Text:
===

(RxWiki News) Cancer remains primarily a disease of the elderly. Aging also increases the incidence of other diseases such as heart disease and diabetes. A new study looked at how other health issues impact cancer survival.
After reviewing more than 2,500 studies, Danish researchers found that cancer patients with other illnesses (comorbidities) tended to have poorer survival rates than cancer patients who didn’t have other health issues.
The authors concluded that a number of factors contributed to these poorer survival rates, but that many specific questions regarding how comorbidity affects cancer survival remain unanswered.
"Make sure your doctor knows about all your health issues."
Mette Søgaard, PhD, a researcher in the Clinical Epidemiological Department or Aarhus University and Aarhus University Hospital in Aarhus, Denmark, reviewed 2,692 studies relating to comorbidity and survival among patients with breast, colon and lung cancers.
In the study's introduction, the researchers wrote, “In recent decades, 5-year survival rates have improved among cancer patients without comorbidity, but not among patients with severe comorbidity.”
The researchers found that as many as 68 percent of colon cancer patients had other illnesses, as did 20 to 35 percent of breast cancer patients and up to 81 percent of lung cancer patients.
Studies that included five to seven years of follow-up found that, compared to patients with no other diseases, breast cancer patients with any comorbidity had up to a nearly six-fold (5.8-fold) higher death rate.
Colon cancer patients with comorbidity had a 1.2- to 4.8-fold higher five-year mortality (death) rate than did colon cancer patients who weren’t also battling other diseases.

===

Task description:
Update the passage of the cancer survival text between "In the study's" and "lung cancer patients.", inclusive, replacing "comorbidity" with "other illnesses".

Data supplied:
===

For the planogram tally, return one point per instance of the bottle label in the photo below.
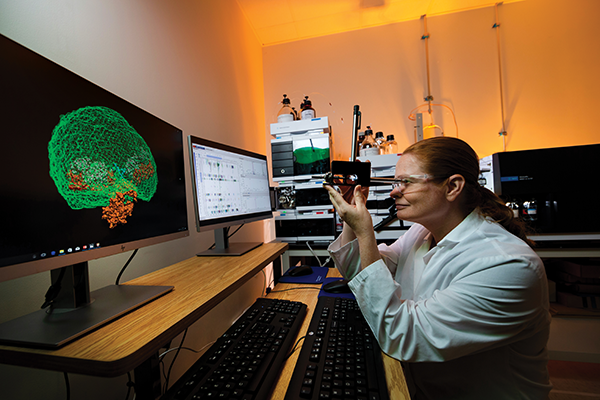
(371, 151)
(285, 118)
(308, 114)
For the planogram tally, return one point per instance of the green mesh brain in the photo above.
(98, 160)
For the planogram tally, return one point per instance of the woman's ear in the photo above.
(454, 186)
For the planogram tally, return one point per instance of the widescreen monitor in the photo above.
(231, 187)
(85, 174)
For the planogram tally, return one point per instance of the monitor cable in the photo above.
(125, 266)
(228, 235)
(68, 385)
(54, 289)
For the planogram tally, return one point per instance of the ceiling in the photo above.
(281, 21)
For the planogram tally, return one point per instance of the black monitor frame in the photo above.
(35, 93)
(221, 224)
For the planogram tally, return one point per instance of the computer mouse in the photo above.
(337, 287)
(300, 271)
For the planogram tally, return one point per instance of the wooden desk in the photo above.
(199, 283)
(393, 370)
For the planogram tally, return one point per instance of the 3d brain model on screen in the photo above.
(98, 160)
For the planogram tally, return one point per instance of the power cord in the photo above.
(228, 235)
(125, 266)
(68, 385)
(173, 362)
(130, 385)
(295, 347)
(54, 289)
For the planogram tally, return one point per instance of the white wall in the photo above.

===

Your response:
In the study's introduction, the researchers wrote, “In recent decades, 5-year survival rates have improved among cancer patients without other illnesses, but not among patients with severe other illnesses.”
The researchers found that as many as 68 percent of colon cancer patients had other illnesses, as did 20 to 35 percent of breast cancer patients and up to 81 percent of lung cancer patients.